* **Your assignment**
In the entries below, find the line containing "MULTIPOLYGON (((342 265, 372" and the line containing "Outline every instance of the <item>blue". Copy those two lines and everything between them exactly, and only that.

* **Exercise data**
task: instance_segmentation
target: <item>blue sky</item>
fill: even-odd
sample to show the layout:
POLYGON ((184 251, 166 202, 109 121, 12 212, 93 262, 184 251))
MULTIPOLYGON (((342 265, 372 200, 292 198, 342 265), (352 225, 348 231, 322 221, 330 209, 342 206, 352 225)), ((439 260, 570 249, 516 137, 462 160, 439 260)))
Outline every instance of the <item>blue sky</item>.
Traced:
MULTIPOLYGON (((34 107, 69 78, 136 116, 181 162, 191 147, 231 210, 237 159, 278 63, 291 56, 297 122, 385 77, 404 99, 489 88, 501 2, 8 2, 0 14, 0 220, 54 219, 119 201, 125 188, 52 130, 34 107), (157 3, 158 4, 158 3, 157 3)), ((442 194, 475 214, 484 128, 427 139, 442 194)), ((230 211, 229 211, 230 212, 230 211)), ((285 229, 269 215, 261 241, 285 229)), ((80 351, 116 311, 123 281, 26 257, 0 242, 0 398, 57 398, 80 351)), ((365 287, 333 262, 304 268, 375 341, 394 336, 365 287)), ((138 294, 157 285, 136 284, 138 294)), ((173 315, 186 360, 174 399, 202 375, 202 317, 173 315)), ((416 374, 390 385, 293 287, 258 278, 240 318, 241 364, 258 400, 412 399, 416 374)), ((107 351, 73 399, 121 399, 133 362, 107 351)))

...

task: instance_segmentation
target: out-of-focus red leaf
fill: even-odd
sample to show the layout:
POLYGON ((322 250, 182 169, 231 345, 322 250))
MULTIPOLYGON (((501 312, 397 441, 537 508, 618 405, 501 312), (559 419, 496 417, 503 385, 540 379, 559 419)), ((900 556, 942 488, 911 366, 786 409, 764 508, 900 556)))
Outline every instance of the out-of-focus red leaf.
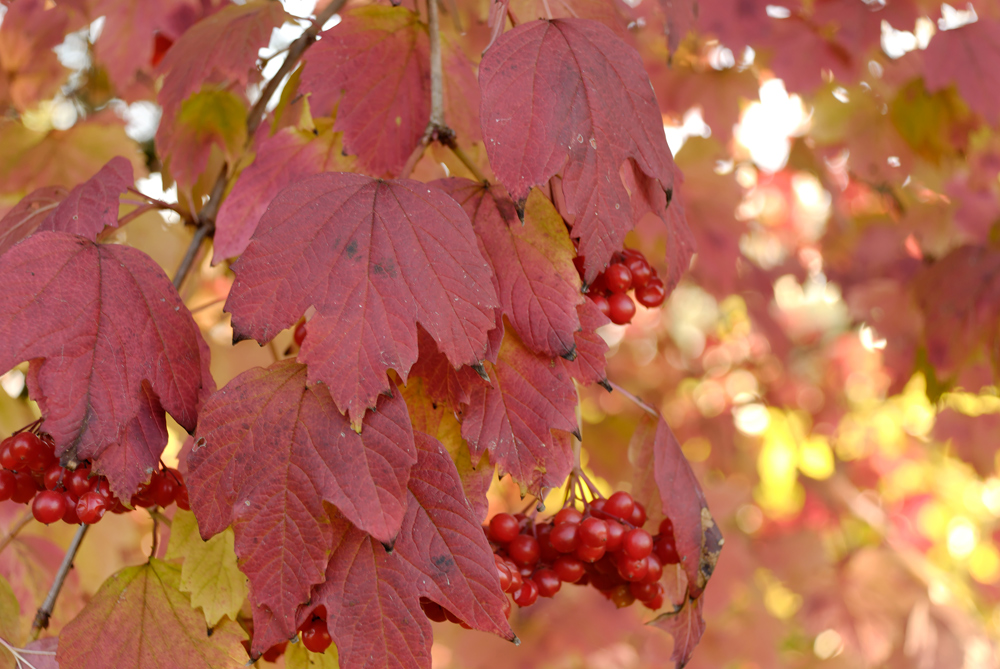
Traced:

* **Response box**
MULTIPOLYGON (((342 265, 372 200, 292 198, 342 265), (352 225, 348 231, 322 221, 330 209, 342 206, 352 225)), ((439 260, 570 249, 516 137, 462 160, 439 260)))
Outline every instance of the <item>blue sky</item>.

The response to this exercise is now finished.